**TASK GOAL**: Exactly reproduce the lines from the line containing "Mark a dot on each instance of the metal" to the end of the data below, inclusive, and nothing else.

**EXTRACTED MATERIAL**:
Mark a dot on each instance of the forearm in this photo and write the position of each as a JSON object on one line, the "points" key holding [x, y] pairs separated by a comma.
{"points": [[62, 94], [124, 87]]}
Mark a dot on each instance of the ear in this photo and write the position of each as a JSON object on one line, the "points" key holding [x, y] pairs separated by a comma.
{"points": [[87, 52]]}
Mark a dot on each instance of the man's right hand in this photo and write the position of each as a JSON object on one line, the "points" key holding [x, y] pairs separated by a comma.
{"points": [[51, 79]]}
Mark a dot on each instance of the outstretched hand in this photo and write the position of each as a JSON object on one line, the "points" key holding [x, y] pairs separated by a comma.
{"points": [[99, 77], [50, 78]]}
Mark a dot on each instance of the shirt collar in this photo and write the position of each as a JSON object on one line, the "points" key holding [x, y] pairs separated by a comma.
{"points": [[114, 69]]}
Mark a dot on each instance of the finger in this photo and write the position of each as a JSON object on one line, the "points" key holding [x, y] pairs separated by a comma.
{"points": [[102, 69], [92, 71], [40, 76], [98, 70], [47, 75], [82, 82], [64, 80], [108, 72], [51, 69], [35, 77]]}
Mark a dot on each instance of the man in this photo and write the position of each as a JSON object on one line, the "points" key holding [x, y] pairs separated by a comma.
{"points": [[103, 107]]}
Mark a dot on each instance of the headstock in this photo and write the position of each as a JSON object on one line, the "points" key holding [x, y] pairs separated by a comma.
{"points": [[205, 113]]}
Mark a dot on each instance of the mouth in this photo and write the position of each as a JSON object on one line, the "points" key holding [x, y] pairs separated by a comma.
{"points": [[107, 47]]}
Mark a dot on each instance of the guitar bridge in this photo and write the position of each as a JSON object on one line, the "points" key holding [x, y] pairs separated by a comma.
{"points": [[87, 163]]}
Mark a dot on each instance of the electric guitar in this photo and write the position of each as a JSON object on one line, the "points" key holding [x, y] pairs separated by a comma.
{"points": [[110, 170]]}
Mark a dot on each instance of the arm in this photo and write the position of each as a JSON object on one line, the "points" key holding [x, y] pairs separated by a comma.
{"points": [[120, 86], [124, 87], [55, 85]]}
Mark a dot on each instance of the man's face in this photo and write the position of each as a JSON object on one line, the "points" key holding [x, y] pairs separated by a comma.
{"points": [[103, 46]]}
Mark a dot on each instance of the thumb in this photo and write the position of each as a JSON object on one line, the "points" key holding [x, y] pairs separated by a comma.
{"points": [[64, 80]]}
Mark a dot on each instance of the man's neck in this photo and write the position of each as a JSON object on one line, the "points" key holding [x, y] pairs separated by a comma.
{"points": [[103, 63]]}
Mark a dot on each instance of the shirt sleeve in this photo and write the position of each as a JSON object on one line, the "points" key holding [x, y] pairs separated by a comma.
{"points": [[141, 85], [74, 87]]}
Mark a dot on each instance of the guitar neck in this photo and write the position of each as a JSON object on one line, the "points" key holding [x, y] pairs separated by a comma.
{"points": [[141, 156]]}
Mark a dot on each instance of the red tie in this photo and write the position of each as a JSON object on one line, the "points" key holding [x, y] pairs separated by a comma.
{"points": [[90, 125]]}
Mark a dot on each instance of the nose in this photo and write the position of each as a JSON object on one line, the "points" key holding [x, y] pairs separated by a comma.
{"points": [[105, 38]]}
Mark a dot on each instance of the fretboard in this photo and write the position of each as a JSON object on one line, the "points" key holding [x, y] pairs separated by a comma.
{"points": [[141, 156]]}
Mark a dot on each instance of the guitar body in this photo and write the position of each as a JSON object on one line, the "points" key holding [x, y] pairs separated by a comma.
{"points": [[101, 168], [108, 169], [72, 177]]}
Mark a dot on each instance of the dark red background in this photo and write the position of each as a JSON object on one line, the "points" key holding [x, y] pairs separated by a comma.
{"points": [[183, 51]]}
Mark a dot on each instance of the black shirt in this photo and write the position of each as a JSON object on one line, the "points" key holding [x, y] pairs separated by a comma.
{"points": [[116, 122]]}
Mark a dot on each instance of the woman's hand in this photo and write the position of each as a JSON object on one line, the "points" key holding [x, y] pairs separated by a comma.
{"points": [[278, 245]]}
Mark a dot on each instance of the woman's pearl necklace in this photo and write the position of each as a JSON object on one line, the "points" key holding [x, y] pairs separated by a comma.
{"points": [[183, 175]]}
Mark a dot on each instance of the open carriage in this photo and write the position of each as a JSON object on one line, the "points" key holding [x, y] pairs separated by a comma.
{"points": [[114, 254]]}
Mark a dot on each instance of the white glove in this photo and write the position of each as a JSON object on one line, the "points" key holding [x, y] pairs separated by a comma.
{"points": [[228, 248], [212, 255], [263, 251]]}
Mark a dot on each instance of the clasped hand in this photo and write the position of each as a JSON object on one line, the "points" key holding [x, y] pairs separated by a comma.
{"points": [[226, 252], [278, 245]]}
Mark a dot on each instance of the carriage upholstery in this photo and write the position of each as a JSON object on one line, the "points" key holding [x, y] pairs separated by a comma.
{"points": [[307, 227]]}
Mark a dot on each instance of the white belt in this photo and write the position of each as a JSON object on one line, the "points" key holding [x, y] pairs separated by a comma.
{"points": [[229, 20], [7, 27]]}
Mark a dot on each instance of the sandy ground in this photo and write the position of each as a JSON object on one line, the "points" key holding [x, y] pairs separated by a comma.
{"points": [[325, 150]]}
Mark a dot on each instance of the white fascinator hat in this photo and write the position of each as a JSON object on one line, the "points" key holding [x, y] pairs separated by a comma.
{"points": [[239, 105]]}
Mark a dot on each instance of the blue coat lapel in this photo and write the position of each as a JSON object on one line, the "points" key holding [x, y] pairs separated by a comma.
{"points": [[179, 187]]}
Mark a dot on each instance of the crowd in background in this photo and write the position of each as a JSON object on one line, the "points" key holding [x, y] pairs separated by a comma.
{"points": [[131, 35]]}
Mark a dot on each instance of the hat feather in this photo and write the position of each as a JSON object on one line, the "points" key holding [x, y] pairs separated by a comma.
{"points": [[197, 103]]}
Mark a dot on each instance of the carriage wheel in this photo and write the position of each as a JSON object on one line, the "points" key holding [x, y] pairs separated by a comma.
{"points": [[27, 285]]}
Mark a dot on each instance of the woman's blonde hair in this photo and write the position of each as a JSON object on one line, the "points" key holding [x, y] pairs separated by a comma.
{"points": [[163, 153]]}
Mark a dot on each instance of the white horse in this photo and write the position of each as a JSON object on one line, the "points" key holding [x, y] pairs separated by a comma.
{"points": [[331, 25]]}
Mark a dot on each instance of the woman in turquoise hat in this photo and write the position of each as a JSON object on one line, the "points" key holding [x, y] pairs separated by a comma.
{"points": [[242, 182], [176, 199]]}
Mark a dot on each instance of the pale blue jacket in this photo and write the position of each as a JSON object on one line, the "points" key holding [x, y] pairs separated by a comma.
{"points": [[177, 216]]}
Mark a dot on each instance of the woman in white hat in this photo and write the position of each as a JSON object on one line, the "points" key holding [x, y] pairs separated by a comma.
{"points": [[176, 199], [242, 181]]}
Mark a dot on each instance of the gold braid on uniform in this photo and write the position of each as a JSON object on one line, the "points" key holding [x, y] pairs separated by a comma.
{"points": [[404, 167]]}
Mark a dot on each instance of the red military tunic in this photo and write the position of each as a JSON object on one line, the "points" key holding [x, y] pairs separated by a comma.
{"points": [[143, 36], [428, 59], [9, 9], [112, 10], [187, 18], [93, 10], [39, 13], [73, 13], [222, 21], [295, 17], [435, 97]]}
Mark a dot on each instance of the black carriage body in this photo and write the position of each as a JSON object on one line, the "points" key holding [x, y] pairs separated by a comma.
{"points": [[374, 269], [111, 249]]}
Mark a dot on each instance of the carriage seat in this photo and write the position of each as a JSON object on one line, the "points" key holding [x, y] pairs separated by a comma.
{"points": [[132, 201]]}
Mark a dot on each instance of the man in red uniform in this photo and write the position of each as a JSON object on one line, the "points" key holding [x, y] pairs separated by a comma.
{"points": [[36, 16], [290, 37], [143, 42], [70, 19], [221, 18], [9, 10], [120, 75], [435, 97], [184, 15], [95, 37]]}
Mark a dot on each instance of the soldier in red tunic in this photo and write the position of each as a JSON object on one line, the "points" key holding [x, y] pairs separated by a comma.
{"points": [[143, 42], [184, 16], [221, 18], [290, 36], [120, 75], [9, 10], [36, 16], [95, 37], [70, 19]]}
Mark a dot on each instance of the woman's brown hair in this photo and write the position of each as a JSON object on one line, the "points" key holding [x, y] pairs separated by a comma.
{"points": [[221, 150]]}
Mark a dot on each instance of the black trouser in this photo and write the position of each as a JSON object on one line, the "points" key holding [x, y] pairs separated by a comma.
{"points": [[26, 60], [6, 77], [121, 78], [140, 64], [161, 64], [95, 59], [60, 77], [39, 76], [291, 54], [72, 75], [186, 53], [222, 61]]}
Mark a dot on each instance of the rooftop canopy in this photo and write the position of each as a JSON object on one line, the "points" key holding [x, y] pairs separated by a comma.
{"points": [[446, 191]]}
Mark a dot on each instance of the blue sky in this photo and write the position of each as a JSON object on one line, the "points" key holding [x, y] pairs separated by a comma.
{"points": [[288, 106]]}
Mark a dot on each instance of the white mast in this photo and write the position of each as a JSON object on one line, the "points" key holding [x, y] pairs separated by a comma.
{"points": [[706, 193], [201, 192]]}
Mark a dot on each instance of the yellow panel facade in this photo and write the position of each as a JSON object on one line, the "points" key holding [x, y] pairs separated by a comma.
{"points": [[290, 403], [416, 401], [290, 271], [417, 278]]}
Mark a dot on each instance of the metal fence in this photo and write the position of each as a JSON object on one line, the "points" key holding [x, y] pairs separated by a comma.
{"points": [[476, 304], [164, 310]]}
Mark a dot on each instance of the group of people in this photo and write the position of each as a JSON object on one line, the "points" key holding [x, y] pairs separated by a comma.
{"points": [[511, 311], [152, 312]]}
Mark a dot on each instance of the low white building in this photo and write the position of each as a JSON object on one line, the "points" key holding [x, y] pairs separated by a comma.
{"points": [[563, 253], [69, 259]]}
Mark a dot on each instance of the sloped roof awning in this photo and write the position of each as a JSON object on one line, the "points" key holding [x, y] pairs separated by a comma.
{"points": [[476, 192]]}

**COMPLETE OUTPUT**:
Mark a dot on each instance of the metal fence in this photo and write the position of each as a JSON object on one line, the "points" key holding [x, y] pairs separated by a comma.
{"points": [[476, 304], [164, 310]]}
Mark a dot on each instance of the group of people in this photo and write the position of each as a JSON object on one line, the "points" key holding [x, y] pairs separated by a comma.
{"points": [[511, 311], [152, 312]]}
Mark a dot on each instance of the low white building in this photo and write the position of each as a JSON object on one line, the "points" key holding [x, y] pairs separated by a comma.
{"points": [[563, 253], [69, 259]]}
Mark a dot on each instance of the sloped roof awning in this photo and write the position of each as a JSON object on one line, the "points" key holding [x, y] pairs separated by a comma.
{"points": [[476, 192]]}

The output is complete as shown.